• [Requisitos das tarefas]:
1. Responda com base no texto sobre Prisciliano:
(a) Em que ano nasceu Prisciliano?
(b) Em que ano foi executado e a mando de quem?
(c) A que dois territórios atuais correspondem a Gallaecia e a Luxitania?
2. Por favor, reescreva as linhas de Dados brutos a começar na que contém "the window mullion" e a terminar na última, sem omitir nenhuma. Multiplique cada coordenada por 1,25 e arredonde ao inteiro, com as metades para cima; devolva só essas linhas.

• [Texto selecionado]:
-=-=-
Por essa altura, mais precisamente no ano 340, nasce Prisciliano, personagem quase desconhecido e que, sob a tónica da verdade e da liberdade, se entregou à defesa dos valores do cristianismo original, corrompidos pelo poder crescente da Igreja Católica. 
Foi executado em 385, a mando da própria Igreja, cada vez mais avessa àquelas ideias estapafúrdias e totalmente descabidas na nova linha de culto. Sobre Prisciliano, disse Agostinho da Silva: “Nada ou quase nada se conhecendo a seu respeito, posso imaginar para ele e lho atribuir tudo quanto a mim me apeteceria ser e proclamar. ” Pensando exatamente do mesmo modo, considero que os valores em causa se converteram na tónica perene dos territórios que serviram de palco à vida de Prisciliano e acompanharam a sua ânsia desmedida de liberdade: Gallaecia e Luxitania, ou Galiza e Portugal.
-=-=-
• [Dados brutos]:
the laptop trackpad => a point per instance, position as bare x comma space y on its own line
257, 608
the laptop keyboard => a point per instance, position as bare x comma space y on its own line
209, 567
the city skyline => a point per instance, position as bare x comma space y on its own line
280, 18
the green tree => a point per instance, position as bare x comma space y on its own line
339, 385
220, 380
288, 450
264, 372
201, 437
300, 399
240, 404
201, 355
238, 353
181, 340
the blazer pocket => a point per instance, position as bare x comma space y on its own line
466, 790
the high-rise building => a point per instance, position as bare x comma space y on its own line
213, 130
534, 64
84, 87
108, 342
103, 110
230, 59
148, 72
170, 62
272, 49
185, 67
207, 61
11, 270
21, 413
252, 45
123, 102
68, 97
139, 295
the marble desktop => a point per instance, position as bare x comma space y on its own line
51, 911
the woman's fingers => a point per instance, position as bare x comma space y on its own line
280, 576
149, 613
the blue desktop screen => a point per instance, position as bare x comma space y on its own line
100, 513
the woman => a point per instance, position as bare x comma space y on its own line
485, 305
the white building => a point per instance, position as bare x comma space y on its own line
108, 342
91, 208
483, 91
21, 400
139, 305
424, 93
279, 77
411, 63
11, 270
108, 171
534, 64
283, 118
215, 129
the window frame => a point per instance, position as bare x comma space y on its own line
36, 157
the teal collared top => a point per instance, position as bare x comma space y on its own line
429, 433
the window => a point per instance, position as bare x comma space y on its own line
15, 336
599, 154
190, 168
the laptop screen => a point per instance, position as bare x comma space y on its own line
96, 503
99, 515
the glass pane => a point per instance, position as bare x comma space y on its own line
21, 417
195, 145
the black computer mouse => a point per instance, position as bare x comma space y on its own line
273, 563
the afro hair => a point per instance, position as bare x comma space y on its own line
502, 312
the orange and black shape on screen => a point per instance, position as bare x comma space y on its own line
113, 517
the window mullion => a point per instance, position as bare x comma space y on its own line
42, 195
-=-=-
• [Soluções por tarefa]:
1.
(a) Em 340.
(b) Em 385, a mando da Igreja.
(c) À Galiza e a Portugal.

2.
the window mullion => a point per instance, position as bare x comma space y on its own line
53, 244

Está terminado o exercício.